=== Data records ===
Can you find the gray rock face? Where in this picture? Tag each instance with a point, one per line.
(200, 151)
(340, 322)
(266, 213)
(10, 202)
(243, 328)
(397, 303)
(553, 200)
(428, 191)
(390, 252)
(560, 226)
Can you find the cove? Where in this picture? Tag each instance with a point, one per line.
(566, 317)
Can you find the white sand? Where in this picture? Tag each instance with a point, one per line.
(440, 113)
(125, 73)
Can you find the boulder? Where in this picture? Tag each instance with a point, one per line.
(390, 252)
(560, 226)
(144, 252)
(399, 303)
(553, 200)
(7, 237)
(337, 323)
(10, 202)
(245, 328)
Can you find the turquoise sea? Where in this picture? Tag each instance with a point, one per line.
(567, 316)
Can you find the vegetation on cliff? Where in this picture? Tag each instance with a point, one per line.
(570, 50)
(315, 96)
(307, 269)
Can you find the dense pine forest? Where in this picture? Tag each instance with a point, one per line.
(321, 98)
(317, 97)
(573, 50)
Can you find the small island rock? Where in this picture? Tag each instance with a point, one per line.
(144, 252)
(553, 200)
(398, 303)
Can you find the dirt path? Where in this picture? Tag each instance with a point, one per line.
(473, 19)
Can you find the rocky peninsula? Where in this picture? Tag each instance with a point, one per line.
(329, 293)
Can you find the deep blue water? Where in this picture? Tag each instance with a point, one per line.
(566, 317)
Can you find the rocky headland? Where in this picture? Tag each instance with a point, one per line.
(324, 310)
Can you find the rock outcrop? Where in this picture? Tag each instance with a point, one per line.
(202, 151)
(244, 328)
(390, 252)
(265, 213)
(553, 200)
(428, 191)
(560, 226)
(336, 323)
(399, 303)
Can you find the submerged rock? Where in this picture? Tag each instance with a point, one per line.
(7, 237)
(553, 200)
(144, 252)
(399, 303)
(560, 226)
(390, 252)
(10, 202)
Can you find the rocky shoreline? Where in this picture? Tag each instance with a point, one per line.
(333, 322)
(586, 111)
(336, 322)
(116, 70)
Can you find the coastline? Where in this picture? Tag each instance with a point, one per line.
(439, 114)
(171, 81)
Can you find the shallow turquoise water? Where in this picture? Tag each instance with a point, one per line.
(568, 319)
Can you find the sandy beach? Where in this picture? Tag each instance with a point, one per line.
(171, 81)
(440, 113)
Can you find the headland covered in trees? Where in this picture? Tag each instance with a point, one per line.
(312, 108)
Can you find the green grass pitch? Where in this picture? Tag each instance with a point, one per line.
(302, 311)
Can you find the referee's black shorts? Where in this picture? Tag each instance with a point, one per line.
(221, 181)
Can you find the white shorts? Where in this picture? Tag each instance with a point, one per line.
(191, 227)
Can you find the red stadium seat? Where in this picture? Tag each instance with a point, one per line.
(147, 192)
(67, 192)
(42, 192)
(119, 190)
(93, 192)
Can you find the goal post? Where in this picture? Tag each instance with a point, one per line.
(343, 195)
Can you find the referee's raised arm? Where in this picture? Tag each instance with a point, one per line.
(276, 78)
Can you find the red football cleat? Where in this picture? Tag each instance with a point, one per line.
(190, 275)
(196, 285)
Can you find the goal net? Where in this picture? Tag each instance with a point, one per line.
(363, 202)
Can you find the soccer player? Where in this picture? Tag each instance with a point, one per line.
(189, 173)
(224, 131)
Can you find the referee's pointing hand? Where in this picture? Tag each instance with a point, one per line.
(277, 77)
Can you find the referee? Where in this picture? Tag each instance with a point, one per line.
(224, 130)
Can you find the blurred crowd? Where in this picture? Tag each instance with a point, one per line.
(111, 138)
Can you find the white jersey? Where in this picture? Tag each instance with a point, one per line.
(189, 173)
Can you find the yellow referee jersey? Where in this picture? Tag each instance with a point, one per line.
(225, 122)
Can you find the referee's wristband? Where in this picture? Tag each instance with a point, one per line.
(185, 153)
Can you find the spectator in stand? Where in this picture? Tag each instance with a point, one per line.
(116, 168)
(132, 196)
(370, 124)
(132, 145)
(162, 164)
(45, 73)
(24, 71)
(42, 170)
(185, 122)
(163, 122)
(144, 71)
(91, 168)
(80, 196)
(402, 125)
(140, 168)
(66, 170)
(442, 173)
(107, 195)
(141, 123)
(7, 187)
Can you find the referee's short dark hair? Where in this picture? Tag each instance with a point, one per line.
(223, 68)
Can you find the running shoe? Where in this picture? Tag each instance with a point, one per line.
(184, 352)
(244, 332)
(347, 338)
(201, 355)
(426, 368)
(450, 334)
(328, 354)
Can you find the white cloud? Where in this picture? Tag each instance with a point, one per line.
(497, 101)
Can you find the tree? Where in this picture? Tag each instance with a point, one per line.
===
What is expected
Quote the entries above word for word, from the line containing "Can you find the running" through the end of the entries.

Full response
Can you find the running shoe? Where in this picture? Tag each instance with a point, one per line.
(184, 352)
(244, 332)
(347, 338)
(201, 355)
(426, 368)
(450, 334)
(328, 354)
Can you find the white cloud? Where in this picture? Tag each instance with a point, one per line.
(497, 101)
Can you find the tree? Where in this picture? Tag each instance with a point, one per line.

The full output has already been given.